═══ SOURCE RECORDS
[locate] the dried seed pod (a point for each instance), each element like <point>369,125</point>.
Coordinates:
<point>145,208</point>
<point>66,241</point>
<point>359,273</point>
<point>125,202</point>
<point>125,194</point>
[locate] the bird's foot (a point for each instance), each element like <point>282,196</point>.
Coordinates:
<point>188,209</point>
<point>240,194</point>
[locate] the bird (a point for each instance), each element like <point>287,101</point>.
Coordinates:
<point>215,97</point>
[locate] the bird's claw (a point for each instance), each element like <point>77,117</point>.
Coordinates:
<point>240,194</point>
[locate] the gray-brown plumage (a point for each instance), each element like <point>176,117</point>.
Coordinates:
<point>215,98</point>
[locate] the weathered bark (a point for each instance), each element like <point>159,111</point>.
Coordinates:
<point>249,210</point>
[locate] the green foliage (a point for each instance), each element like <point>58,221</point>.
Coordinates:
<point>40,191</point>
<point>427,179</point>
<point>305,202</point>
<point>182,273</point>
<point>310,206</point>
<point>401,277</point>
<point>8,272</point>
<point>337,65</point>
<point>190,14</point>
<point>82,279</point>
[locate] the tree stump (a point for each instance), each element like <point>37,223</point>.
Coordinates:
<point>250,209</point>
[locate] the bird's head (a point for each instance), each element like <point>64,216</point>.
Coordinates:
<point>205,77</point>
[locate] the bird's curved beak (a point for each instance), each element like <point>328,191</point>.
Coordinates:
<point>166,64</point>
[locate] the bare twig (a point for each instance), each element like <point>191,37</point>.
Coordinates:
══════
Copy word for word the lines of the listing above. Begin at the line that contains "[locate] the gray-brown" and stop after the line that contains "<point>205,77</point>".

* TASK OUTPUT *
[locate] the gray-brown plumage (a point for each instance), each element like <point>176,117</point>.
Coordinates:
<point>215,98</point>
[locate] the weathered bark (a point for each instance), each element like <point>159,111</point>.
Coordinates:
<point>249,210</point>
[locate] the green foliage (a point for each instance), each element like <point>58,221</point>.
Coordinates:
<point>40,191</point>
<point>427,179</point>
<point>305,202</point>
<point>182,273</point>
<point>310,206</point>
<point>401,277</point>
<point>8,272</point>
<point>337,65</point>
<point>190,14</point>
<point>82,279</point>
[locate] the tree stump (a point for each instance), each element like <point>37,223</point>.
Coordinates:
<point>250,209</point>
[locate] the bird's head (a point for each instance), each element like <point>64,216</point>.
Coordinates:
<point>205,77</point>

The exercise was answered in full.